→ Texto extraído:

La primera es el que dice, “no voy” y no va. No hay mucho que discutir. Supongo
que ninguno la quiere vivir. La segunda, que es la que nos gustaría que nos
dijera Jesús, es el que dice que sí y que va. Pero el problema es que en esta
parábola hay una sola persona que vive eso: Jesús. El único que siempre le dice
que sí al Padre y va es Jesús. A nosotros no nos queda otra que entrar dentro
de los otros dos grupos. Por eso nos empieza a hacer un montón de ruido. ¿Qué
es lo que nos tenemos que dar cuenta? Que vamos caminando intentando crecer en
esto. Descubriendo que es un don, que es un regalo, que muchas veces no puedo,
pero que intento abrir el corazón.

→ Material del conjunto:
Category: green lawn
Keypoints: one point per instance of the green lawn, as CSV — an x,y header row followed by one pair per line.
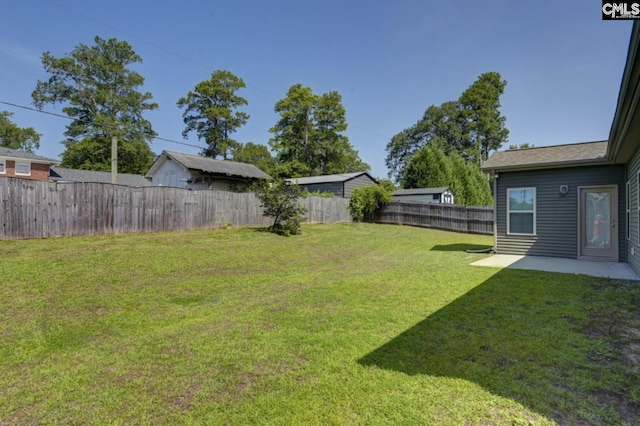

→ Tareas pendientes:
#1 Indica si cada afirmación coincide con el texto sobre la parábola, respondiendo sí o no y citando literalmente las palabras que lo deciden:
(a) Jesús es el único que siempre le dice que sí al Padre y va.
(b) La primera respuesta da lugar a mucha discusión.
(c) A nosotros nos corresponde el grupo del que dice que sí y va.
#2 Redacta la continuación del texto sobre la parábola a partir de su última oración.

→ Resultados:
#1
(a) Sí: "El único que siempre le dice que sí al Padre y va es Jesús."
(b) No: "No hay mucho que discutir."
(c) No: "A nosotros no nos queda otra que entrar dentro de los otros dos grupos."

#2
En el fondo Pablo
lo dice a su comunidad de Filipo: ‘tengan un mismo corazón, un mismo
sentimiento. No hagan las cosas por su propio interés. Háganlo por los demás. Fíjense
cuál es el problema que tiene el otro y preocúpense.’ En palabras del fin de
semana pasado sería: “los últimos serán los primeros”. ¿Cómo nos ponemos en el
último lugar para incluir a todos? No que seamos nosotros los que decimos:
hasta acá entran. Sino cómo llego hasta el último para que todos entren. Cuando
no lo hacemos Jesús nos dice: ¿por qué te molesta que yo sea bueno? ¿Por qué te
molesta que yo deje entrar a las prostitutas, a los publicanos? Tengan ese
corazón que va y busca al otro. Porque ese es el sentimiento de Jesús, porque
esto es lo que nos cuesta. Lo que podemos hacer es mirar en el corazón a ver de
qué cosas nos quejamos.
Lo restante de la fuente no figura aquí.